## About this task:
I need the records below restated word for word, without their pictures.
*** Supplied material Section Begins ***
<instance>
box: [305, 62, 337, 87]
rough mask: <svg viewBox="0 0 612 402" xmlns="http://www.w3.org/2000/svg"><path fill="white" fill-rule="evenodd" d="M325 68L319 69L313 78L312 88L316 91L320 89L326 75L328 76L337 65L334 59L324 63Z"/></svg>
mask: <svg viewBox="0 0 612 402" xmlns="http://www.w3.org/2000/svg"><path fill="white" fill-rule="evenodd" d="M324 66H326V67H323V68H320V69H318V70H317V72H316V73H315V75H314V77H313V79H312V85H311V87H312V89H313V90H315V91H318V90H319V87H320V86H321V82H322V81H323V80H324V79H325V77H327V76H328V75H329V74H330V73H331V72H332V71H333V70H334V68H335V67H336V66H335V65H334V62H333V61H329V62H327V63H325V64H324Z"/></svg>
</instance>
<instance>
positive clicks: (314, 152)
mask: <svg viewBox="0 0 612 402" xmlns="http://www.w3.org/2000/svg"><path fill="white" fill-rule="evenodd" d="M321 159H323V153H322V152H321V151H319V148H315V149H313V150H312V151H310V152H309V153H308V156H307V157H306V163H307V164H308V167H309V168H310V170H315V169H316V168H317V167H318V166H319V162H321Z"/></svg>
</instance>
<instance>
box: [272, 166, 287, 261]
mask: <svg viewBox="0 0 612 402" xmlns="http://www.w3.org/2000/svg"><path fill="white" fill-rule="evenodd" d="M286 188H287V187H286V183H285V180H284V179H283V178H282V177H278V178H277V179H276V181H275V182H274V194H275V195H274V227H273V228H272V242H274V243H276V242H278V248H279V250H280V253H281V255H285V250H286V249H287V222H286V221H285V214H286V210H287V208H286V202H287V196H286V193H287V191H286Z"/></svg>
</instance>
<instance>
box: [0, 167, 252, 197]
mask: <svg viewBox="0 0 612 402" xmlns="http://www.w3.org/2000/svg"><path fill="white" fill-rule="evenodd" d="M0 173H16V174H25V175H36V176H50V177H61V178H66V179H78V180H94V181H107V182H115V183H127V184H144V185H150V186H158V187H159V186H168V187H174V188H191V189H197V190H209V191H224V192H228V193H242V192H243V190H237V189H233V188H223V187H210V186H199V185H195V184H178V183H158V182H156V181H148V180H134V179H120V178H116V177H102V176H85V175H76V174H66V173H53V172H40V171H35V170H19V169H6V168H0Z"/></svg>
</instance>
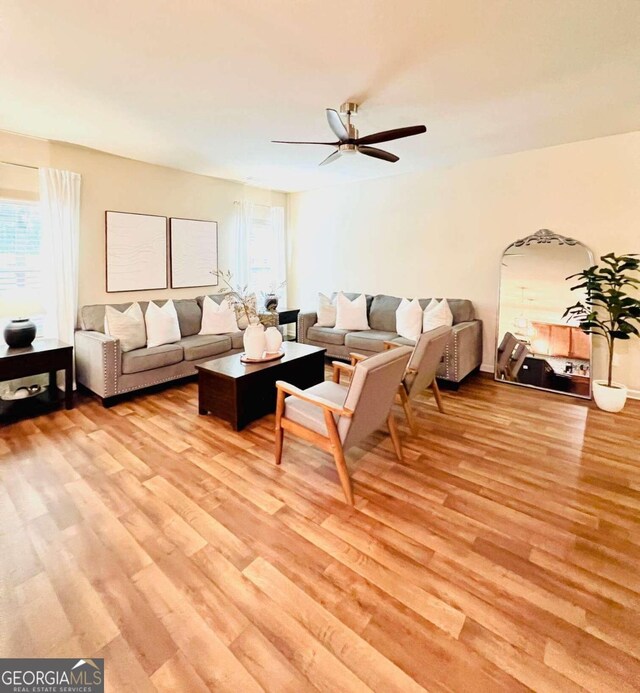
*** Supplied material Section Ends ***
## Answer to this task:
<instance>
box: [305, 62, 337, 87]
rough mask: <svg viewBox="0 0 612 402" xmlns="http://www.w3.org/2000/svg"><path fill="white" fill-rule="evenodd" d="M325 68L319 69L313 78L312 88L316 91L320 89L326 75L328 76L337 65L334 59L324 63Z"/></svg>
mask: <svg viewBox="0 0 612 402" xmlns="http://www.w3.org/2000/svg"><path fill="white" fill-rule="evenodd" d="M324 66H326V67H323V68H320V69H318V70H317V72H316V73H315V75H314V77H313V79H312V85H311V87H312V89H313V90H315V91H318V90H319V87H320V86H321V82H322V81H323V80H324V79H325V77H327V76H328V75H329V74H330V73H331V72H332V71H333V70H334V68H335V67H336V66H335V65H334V62H333V61H329V62H327V63H325V64H324Z"/></svg>
</instance>
<instance>
positive clicks: (314, 152)
mask: <svg viewBox="0 0 612 402" xmlns="http://www.w3.org/2000/svg"><path fill="white" fill-rule="evenodd" d="M321 159H323V153H322V152H321V151H319V148H315V149H313V150H312V151H310V152H309V153H308V156H307V157H306V163H307V164H308V167H309V168H310V170H315V169H316V168H317V167H318V166H319V162H321Z"/></svg>
</instance>
<instance>
box: [272, 166, 287, 261]
mask: <svg viewBox="0 0 612 402" xmlns="http://www.w3.org/2000/svg"><path fill="white" fill-rule="evenodd" d="M286 188H287V187H286V183H285V180H284V179H283V178H282V177H278V178H277V179H276V181H275V182H274V194H275V195H274V227H273V228H272V242H274V243H276V242H278V248H279V250H280V253H281V255H285V250H286V249H287V222H286V221H285V214H286V210H287V208H286V202H287V196H286V193H287V191H286Z"/></svg>
</instance>
<instance>
box: [0, 167, 252, 197]
mask: <svg viewBox="0 0 612 402" xmlns="http://www.w3.org/2000/svg"><path fill="white" fill-rule="evenodd" d="M0 173H16V174H25V175H36V176H50V177H61V178H66V179H78V180H94V181H107V182H115V183H127V184H144V185H150V186H158V187H159V186H168V187H174V188H191V189H197V190H209V191H224V192H228V193H242V192H243V190H237V189H233V188H223V187H210V186H199V185H195V184H178V183H158V182H156V181H148V180H134V179H120V178H116V177H102V176H85V175H76V174H66V173H53V172H40V171H35V170H19V169H6V168H0Z"/></svg>
</instance>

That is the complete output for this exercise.